───── Material for this exercise ─────

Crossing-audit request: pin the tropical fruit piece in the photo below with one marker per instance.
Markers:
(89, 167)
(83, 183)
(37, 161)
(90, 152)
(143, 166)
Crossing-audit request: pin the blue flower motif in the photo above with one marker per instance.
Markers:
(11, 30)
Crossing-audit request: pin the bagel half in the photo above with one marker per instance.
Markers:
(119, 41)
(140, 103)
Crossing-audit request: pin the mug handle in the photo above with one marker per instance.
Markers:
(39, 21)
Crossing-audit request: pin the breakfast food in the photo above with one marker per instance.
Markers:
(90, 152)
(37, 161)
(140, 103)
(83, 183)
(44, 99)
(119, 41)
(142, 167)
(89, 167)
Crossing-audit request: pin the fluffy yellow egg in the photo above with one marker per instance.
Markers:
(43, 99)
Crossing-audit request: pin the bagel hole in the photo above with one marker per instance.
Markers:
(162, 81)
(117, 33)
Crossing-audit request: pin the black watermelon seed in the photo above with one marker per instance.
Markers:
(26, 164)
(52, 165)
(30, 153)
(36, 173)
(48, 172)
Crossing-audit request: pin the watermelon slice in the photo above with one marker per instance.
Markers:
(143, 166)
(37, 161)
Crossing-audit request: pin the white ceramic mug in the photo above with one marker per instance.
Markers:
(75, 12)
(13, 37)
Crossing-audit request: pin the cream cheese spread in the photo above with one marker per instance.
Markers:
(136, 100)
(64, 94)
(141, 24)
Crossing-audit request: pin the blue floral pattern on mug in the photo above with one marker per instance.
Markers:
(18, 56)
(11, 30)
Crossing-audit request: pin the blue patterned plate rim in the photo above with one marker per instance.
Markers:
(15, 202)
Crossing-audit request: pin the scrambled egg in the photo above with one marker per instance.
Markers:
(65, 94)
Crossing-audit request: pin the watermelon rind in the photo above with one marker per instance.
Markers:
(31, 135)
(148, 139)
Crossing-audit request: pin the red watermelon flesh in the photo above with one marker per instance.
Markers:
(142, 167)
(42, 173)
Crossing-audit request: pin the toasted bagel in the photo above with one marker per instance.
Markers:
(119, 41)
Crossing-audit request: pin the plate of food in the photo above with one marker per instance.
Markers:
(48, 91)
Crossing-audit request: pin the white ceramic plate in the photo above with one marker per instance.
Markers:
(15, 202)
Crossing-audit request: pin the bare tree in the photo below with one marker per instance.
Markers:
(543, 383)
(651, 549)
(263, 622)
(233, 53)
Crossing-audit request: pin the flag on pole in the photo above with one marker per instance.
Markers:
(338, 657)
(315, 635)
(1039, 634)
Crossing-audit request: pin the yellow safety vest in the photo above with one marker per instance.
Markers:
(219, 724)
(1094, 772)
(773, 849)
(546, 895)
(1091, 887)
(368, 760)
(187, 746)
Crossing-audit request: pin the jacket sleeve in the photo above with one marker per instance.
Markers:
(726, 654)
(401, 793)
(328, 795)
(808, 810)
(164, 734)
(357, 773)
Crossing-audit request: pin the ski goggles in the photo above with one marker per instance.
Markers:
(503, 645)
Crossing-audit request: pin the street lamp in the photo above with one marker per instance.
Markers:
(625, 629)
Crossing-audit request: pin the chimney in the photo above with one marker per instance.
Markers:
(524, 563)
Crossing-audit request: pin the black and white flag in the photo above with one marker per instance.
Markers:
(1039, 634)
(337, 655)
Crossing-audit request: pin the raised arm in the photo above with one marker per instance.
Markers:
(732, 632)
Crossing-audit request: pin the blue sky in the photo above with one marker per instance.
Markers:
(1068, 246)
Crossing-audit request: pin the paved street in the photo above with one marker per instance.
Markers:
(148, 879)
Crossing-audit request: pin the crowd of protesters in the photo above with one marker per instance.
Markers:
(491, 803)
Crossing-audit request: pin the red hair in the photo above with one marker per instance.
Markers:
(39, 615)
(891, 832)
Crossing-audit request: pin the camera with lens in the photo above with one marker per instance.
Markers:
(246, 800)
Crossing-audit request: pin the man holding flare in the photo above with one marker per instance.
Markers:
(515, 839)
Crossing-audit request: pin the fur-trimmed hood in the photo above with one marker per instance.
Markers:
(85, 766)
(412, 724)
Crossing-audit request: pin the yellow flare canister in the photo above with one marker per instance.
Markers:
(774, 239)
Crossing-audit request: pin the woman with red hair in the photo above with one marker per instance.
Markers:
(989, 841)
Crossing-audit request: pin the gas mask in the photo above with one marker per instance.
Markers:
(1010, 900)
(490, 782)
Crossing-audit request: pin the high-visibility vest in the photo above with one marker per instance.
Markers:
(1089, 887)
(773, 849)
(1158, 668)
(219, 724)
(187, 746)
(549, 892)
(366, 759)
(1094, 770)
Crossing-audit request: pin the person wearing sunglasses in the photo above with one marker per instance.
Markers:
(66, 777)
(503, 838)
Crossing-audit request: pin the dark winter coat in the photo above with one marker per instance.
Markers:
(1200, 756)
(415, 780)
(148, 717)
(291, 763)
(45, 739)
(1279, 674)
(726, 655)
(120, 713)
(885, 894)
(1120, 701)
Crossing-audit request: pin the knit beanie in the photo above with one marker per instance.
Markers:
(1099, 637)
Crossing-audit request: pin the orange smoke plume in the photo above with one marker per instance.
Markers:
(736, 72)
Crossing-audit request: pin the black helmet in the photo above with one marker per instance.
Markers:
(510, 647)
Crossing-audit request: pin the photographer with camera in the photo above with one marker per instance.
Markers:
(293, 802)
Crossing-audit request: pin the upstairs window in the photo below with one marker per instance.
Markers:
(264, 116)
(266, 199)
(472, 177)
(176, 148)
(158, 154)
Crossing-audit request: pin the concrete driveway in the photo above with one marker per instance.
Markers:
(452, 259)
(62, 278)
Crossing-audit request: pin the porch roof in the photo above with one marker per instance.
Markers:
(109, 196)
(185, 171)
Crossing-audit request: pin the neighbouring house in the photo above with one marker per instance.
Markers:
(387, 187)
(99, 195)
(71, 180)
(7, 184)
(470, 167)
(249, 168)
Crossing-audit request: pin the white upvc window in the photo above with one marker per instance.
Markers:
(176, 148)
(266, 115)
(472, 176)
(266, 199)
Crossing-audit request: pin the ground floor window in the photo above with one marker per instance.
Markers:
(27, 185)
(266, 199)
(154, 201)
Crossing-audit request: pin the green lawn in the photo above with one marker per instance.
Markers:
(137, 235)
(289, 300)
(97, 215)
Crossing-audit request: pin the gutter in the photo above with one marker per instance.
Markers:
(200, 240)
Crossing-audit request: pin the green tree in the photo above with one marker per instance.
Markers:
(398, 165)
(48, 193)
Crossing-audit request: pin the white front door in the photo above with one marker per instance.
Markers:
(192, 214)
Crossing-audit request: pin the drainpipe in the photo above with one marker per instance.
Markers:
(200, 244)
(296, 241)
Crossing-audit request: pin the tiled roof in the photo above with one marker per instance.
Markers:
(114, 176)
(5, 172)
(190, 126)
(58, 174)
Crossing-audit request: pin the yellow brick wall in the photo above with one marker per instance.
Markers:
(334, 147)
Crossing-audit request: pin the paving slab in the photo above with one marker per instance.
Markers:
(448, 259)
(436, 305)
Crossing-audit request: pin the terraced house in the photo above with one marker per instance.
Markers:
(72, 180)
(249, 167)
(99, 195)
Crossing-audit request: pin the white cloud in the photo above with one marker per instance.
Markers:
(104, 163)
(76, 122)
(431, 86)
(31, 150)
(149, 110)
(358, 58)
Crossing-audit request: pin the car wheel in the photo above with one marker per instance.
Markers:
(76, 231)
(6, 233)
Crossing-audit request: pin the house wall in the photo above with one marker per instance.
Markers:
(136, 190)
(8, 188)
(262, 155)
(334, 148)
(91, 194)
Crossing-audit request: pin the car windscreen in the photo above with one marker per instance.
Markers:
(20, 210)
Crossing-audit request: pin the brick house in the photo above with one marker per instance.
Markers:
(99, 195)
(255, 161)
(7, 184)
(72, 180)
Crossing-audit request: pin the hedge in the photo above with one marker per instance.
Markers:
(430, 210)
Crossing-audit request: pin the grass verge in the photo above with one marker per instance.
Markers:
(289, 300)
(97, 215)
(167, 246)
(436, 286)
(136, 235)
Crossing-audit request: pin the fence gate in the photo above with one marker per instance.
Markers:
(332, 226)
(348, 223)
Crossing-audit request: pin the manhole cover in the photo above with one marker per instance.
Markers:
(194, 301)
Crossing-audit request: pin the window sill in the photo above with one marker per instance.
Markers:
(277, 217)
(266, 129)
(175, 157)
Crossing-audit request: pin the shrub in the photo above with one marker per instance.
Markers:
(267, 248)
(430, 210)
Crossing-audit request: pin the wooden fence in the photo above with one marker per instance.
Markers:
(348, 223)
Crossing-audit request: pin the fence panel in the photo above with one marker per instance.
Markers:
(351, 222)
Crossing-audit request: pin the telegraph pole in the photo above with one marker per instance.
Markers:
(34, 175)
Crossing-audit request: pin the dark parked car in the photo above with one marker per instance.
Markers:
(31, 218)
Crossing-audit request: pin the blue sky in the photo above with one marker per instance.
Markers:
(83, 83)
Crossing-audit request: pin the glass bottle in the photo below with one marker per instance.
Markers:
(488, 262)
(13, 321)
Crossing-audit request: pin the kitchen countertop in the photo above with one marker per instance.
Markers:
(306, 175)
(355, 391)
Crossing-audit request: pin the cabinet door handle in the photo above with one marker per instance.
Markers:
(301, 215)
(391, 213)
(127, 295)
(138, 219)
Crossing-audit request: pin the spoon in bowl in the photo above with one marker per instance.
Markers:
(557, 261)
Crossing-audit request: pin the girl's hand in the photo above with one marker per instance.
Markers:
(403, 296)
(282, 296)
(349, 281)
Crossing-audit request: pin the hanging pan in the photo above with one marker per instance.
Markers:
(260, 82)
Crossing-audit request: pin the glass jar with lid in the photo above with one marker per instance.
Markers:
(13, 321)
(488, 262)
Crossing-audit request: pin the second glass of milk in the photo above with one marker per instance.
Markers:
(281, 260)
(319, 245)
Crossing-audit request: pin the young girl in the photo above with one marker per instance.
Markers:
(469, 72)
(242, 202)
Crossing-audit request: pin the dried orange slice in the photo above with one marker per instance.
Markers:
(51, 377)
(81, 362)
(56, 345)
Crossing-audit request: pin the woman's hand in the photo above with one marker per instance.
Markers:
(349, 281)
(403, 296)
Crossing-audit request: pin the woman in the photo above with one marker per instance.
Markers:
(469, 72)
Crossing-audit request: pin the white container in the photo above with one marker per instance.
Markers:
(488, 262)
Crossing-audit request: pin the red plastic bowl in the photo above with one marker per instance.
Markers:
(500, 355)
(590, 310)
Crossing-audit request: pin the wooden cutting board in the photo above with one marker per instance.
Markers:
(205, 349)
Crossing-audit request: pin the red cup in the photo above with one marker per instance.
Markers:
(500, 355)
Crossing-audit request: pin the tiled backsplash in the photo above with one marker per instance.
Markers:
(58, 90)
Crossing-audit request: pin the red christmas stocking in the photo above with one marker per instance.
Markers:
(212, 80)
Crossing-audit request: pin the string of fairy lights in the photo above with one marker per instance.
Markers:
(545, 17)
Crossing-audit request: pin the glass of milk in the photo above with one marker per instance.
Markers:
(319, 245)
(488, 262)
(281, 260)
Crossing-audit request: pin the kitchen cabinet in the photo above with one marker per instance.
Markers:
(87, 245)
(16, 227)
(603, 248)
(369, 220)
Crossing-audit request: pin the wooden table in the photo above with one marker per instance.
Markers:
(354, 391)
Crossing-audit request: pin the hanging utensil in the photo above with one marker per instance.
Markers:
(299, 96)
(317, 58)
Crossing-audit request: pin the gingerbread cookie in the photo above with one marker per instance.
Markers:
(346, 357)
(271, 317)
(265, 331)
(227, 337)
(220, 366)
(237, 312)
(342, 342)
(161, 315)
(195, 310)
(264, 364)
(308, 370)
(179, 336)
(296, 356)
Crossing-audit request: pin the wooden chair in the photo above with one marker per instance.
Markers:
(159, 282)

─────

Aim of the exercise
Return exactly the lines from the one containing "Crossing-audit request: pin the wooden table" through the last line of the records above, both included, and nothing else.

The result
Crossing-audit request: pin the wooden table in the photo above with one marker per instance.
Markers:
(354, 391)
Crossing-audit request: pin the hanging utensil in the photo above with one marker per instance.
Markers:
(299, 96)
(317, 58)
Crossing-audit request: pin the gingerbread cookie in the photo above with one marker per instance.
Markers:
(346, 357)
(271, 317)
(265, 331)
(227, 337)
(220, 366)
(237, 312)
(342, 342)
(161, 315)
(195, 310)
(264, 364)
(308, 370)
(179, 336)
(296, 356)
Crossing-audit request: pin the wooden chair in the photo above with one marker per instance.
Markers:
(159, 282)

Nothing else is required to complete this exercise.